(Dataset entries)
==========
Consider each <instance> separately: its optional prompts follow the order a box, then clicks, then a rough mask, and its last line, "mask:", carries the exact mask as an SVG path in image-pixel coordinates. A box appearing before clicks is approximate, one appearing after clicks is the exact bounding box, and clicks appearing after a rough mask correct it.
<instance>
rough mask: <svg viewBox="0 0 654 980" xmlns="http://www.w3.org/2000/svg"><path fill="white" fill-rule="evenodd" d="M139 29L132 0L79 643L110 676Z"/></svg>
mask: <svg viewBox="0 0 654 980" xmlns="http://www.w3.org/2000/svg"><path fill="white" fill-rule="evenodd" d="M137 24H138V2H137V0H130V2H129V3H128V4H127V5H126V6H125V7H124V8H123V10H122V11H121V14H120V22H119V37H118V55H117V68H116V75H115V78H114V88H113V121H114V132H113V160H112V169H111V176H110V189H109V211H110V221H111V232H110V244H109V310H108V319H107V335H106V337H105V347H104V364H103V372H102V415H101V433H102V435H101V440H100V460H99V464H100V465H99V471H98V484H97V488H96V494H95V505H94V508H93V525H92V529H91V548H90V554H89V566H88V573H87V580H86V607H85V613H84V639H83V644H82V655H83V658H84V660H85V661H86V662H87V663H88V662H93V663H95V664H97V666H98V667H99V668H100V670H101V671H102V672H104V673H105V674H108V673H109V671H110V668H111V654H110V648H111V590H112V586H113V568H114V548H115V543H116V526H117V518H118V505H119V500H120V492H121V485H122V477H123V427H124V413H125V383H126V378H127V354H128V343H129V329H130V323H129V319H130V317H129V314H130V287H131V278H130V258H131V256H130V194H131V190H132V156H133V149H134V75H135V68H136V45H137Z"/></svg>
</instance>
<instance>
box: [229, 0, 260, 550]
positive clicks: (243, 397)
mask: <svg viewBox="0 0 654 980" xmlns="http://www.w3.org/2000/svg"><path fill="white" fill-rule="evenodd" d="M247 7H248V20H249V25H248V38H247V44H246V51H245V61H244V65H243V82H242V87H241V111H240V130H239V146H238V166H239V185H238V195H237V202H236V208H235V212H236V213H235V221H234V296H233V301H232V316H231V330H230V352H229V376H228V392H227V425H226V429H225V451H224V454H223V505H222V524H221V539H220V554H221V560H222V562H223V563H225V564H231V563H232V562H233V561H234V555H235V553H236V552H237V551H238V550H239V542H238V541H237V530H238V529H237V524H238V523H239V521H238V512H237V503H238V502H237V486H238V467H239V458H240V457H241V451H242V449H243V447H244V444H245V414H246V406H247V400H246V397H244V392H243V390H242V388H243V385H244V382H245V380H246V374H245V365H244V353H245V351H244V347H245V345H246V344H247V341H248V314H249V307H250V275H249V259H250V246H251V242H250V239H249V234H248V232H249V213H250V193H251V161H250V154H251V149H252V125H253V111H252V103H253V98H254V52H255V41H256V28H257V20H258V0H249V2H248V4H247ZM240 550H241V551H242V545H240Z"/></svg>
==========
**What you are asked to do:** Every line in the records above with the string "instance" in it should be shown.

**Exercise output:**
Consider each <instance> separately: its optional prompts follow the order a box, then clicks, then a rough mask, and its last line, "mask:", carries the exact mask as an SVG path in image-pixel coordinates. A box appearing before clicks is approximate, one appearing after clicks is the exact bounding box, and clicks appearing after a rough mask correct it.
<instance>
</instance>
<instance>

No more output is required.